-- START RECORDS SUPPLIED --

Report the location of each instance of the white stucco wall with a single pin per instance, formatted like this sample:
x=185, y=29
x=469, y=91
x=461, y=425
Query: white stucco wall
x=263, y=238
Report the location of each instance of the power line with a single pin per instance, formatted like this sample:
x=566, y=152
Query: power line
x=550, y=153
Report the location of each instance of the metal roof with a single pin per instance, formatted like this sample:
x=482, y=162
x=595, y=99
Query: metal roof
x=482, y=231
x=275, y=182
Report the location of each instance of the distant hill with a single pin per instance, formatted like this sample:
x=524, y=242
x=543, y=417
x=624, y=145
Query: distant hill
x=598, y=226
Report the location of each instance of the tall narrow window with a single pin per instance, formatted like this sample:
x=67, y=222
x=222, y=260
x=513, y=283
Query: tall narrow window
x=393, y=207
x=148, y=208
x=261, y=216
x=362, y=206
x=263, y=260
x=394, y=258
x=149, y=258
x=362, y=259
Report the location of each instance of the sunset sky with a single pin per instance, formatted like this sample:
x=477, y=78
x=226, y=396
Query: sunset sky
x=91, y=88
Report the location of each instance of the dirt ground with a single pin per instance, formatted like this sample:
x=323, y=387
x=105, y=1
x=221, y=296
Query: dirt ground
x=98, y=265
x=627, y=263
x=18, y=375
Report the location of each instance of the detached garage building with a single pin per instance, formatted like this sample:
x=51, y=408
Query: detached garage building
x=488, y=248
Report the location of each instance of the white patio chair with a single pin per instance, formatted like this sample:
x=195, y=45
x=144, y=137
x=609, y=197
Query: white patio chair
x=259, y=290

-- END RECORDS SUPPLIED --

* STATED PROBLEM
Put each line of the records above into a Markdown table with the columns Row and Line. Number the rows in order and leave out blank lines.

* RIGHT ANSWER
| Row | Line |
|---|---|
| 1 | Report the location of each instance of the white stucco wall with a single pin per instance, formatted like this sample: |
| 2 | x=185, y=29 |
| 3 | x=469, y=91 |
| 4 | x=461, y=425 |
| 5 | Query: white stucco wall |
| 6 | x=263, y=238 |
| 7 | Report the location of each instance of the power line with a single pin per instance, formatted like this sample: |
| 8 | x=566, y=152 |
| 9 | Query: power line |
| 10 | x=550, y=153 |
| 11 | Report the location of each instance of the metal roof with a single pin per instance, formatted like this sample: |
| 12 | x=482, y=162 |
| 13 | x=595, y=99 |
| 14 | Query: metal roof |
| 15 | x=482, y=231 |
| 16 | x=275, y=182 |
| 17 | Report the location of each instance of the distant hill with a single pin per instance, formatted like this sample: |
| 18 | x=524, y=242 |
| 19 | x=543, y=417 |
| 20 | x=624, y=145 |
| 21 | Query: distant hill |
| 22 | x=598, y=226 |
| 23 | Report the location of each instance of the tall narrow window with a single pin per instance, formatted like this sample: |
| 24 | x=67, y=222 |
| 25 | x=222, y=260 |
| 26 | x=513, y=283 |
| 27 | Query: tall narrow window |
| 28 | x=393, y=207 |
| 29 | x=148, y=208 |
| 30 | x=261, y=216 |
| 31 | x=362, y=206 |
| 32 | x=263, y=260 |
| 33 | x=394, y=258 |
| 34 | x=149, y=258 |
| 35 | x=362, y=259 |
| 36 | Report the location of each instance of the sunset sky with a single pin per instance, formatted like this sample: |
| 37 | x=477, y=78 |
| 38 | x=226, y=396 |
| 39 | Query: sunset sky |
| 40 | x=91, y=88 |
| 41 | Report the location of each instance of the dirt ground with a single pin per instance, formatted like this sample: |
| 42 | x=323, y=387 |
| 43 | x=105, y=1 |
| 44 | x=221, y=296 |
| 45 | Query: dirt ground |
| 46 | x=98, y=265 |
| 47 | x=627, y=263 |
| 48 | x=18, y=375 |
| 49 | Report the location of each instance of the detached garage building with a single pin per instance, formatted like this sample: |
| 50 | x=51, y=408 |
| 51 | Query: detached garage building |
| 52 | x=488, y=248 |
| 53 | Report the location of each instance of the white patio chair with a single pin per instance, formatted like this sample: |
| 54 | x=195, y=45 |
| 55 | x=144, y=137 |
| 56 | x=609, y=197 |
| 57 | Query: white patio chair |
| 58 | x=259, y=290 |